▸ **Problem a**
Repeat the listing below word for word, from the line holding "Question. Identify every instance of the black" through the end of the listing, with both ends included.

# Dish Home crashes



## TerryC (Jul 18, 2002)

About 2 out of every 3 times I go to Dish Home (on my 501) it crashes on me. The receiver switches off and reboots, and takes forever to get back to status quo. This is maddening when all I want to do is check the weather or baseball scores. And don't get me started on the slowness of Dish Home... For me, DH is a failure to this point.  

Terry


----------



## thomasmaly (Jul 7, 2002)

Maybe Ishouldn't ve so anxious to get in on my 721


----------



## Big D (Aug 19, 2002)

Dish Home is not available with the 721 as yet (as noted by thomasmaly above), has there been any reason given as to why not? It seems odd that the very latest receiver available does not have this feature, we know it is capable of it as the receiver is an Open TV model. Anyone know what is going on with Dish Home and the 721?


----------



## John Corn (Mar 21, 2002)

I'm guessing the 721 will get the Dish Home upgrade soon.

Dish Home is slow, I haven't had to much trouble with it on the 501, but it has hung on me.


----------



## TerryC (Jul 18, 2002)

Ahh. That's better. I guess a little commiseration was what I was looking for. No offense, John Corn, but I'm glad that I'm not the only one.


----------



## Bill D (May 11, 2002)

How is the not so instant weather on the 501/508's, does it take just as long as lets say a 4900. I think they should just every hour download your favorites weather info to the HD so you don't have to wait.


----------



## Guest (Aug 26, 2002)

My 301 is slow too. I think it's funny that there is a Dish "Instant" Weather Channel but it takes forever to get the info from the satellite.


----------



## Steve Mehs (Mar 21, 2002)

On my 501 Instant Weather is anything but, Dish Home is slow to load as are all the applications, but Instant Weater has to be the worst. It's a shame too as the weather is the most useful for me.


----------



## James_F (Apr 23, 2002)

I didn't think that the 721 was an OpenTV receiver... Where did you hear that the 721 was going to get OpenTV?


----------



## cnsf (Jun 6, 2002)

I hate to say it, but the Dishplayer had MUCH better Instant News and Weather.

Dish dropped the ball on this one....

If it weren't for the fast power on/power off on the 501s and the rare reboots, I'd be sorry I swapped out my two Dishplayers for them.

Almost every PVR feature on the Dishplayer was more user-friendly.


----------

▸ **Problem b**
In the Dish Home thread, what did cnsf replace with the 501s?

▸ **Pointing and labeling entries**
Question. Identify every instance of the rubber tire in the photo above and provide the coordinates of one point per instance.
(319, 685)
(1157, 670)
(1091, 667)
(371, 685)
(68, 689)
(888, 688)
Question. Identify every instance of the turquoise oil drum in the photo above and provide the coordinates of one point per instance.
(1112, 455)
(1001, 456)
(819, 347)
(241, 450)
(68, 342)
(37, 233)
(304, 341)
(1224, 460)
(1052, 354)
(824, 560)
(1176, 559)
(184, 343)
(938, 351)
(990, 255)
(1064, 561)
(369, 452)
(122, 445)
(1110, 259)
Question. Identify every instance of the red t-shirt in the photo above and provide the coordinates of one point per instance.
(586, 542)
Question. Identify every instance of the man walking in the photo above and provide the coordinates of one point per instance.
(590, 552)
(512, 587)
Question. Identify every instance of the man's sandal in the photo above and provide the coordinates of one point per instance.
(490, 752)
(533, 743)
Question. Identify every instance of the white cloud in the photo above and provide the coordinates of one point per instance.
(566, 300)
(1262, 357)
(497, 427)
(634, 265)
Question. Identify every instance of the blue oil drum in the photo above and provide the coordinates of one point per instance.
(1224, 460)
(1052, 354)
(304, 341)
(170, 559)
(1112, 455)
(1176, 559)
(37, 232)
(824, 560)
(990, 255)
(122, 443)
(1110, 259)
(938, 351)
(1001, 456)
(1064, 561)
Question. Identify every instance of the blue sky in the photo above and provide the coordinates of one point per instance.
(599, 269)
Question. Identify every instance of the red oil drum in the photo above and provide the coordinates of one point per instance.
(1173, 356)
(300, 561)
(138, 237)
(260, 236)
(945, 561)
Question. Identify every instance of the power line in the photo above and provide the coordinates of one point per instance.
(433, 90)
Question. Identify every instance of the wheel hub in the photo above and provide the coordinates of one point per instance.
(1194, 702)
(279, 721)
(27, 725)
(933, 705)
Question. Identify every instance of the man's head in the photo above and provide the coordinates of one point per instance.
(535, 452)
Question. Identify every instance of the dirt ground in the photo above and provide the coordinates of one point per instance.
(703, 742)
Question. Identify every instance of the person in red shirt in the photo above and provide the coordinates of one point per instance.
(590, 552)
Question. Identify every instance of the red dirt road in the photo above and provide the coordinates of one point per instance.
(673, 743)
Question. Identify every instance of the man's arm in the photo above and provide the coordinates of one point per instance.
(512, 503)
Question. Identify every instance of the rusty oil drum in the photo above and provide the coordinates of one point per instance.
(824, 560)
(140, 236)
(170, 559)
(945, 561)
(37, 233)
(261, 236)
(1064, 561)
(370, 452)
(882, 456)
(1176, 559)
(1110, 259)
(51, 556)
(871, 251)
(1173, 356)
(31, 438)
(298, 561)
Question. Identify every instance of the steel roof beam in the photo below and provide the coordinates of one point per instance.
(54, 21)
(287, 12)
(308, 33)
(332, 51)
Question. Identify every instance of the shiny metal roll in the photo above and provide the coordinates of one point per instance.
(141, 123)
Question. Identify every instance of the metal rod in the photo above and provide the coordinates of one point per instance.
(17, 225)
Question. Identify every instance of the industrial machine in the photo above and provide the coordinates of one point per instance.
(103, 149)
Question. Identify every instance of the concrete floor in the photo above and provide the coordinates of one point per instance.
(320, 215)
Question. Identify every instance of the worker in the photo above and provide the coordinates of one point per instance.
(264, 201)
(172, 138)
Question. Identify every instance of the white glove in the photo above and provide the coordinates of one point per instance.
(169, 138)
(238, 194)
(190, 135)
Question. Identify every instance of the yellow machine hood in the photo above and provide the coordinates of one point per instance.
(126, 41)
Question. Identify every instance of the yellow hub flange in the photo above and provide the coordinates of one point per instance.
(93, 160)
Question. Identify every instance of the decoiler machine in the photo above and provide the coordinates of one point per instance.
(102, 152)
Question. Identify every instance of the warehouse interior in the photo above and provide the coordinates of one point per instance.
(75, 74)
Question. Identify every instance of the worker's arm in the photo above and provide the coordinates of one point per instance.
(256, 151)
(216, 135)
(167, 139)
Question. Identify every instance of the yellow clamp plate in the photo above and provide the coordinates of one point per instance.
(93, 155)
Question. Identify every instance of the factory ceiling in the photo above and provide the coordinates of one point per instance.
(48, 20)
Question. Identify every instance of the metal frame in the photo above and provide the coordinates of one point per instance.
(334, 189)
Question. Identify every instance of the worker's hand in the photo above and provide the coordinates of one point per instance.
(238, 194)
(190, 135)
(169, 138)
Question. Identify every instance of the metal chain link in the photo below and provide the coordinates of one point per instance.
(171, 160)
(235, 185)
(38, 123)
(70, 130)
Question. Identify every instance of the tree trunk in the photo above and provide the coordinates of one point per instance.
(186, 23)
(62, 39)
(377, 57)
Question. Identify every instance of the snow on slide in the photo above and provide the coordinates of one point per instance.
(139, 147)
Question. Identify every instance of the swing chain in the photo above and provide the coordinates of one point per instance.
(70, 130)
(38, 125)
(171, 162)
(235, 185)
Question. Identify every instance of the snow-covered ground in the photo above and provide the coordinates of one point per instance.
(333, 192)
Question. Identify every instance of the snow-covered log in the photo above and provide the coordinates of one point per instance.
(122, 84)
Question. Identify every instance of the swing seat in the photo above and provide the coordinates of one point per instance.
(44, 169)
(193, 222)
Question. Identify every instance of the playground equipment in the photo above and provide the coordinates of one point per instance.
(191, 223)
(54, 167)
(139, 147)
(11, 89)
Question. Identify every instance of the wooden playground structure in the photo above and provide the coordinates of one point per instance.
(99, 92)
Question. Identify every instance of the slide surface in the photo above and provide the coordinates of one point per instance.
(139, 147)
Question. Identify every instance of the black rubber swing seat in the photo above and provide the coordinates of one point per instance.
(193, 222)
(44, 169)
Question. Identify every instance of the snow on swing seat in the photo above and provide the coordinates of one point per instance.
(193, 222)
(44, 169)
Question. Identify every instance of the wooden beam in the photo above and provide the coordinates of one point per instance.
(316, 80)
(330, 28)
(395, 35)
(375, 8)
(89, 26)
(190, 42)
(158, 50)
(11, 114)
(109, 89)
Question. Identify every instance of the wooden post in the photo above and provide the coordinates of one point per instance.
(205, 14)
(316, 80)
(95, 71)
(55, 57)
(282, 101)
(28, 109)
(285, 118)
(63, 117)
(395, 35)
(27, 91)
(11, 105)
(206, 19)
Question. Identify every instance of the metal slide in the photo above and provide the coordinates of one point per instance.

▸ **Written response a**
Question. Identify every instance of the black rubber swing seat in the photo above and provide the coordinates of one point per instance.
(193, 222)
(44, 169)
Question. Identify every instance of the snow on swing seat in the photo above and provide the coordinates of one point per instance.
(193, 222)
(44, 169)
Question. Identify every instance of the wooden beam in the photo above and provide the coordinates of one point per instance.
(316, 80)
(330, 28)
(395, 35)
(375, 8)
(89, 26)
(190, 42)
(158, 50)
(11, 114)
(109, 89)
Question. Identify every instance of the wooden post in the photo above and provide the coordinates of one point per instance.
(205, 14)
(316, 80)
(95, 71)
(55, 57)
(282, 101)
(28, 109)
(285, 118)
(63, 117)
(395, 35)
(27, 91)
(11, 105)
(206, 19)
Question. Identify every instance of the metal slide in the photo above and provide the coordinates of one point per instance.

▸ **Written response b**
Two Dishplayers.